Records from a collection
[Start of section]

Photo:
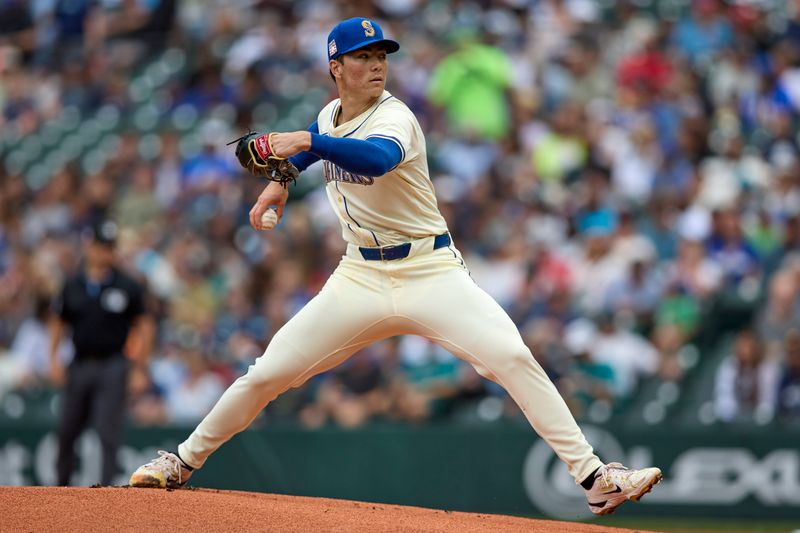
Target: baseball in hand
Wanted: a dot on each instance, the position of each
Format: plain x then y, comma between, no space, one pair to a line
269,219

[End of section]
[Start of section]

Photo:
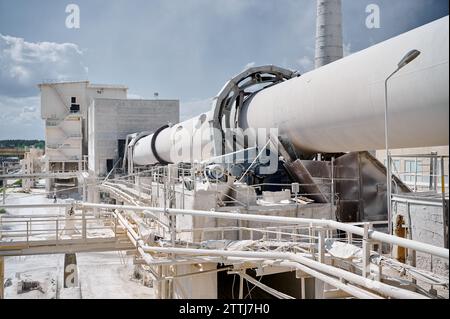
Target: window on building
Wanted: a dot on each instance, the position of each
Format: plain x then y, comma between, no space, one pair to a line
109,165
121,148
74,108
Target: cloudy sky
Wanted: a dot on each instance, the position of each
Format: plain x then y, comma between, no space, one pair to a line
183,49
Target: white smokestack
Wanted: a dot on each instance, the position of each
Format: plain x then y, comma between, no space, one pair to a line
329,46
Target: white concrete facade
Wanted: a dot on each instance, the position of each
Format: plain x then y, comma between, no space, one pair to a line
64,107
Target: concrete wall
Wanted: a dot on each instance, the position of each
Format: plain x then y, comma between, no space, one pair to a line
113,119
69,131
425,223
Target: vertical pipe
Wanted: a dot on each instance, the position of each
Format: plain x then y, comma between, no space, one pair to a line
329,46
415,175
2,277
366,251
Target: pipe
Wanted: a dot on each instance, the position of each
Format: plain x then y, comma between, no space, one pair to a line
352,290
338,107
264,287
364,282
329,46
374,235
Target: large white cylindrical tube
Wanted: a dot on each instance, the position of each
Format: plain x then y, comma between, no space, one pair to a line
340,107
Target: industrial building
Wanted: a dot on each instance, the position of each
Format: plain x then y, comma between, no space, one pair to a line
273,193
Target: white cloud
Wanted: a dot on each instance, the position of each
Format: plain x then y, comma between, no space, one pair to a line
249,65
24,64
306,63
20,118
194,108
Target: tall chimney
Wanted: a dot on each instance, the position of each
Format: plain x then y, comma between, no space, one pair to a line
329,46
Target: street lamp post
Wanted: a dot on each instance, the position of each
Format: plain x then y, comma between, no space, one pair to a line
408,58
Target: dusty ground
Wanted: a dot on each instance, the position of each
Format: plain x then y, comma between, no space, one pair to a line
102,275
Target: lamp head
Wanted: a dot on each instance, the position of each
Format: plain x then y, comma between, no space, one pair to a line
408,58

[End of section]

▸ **Work request**: Whenever the word "building" shows up in a line of the entries above, copy that line.

▸ **Your solution**:
Target: window on building
Target: industrial building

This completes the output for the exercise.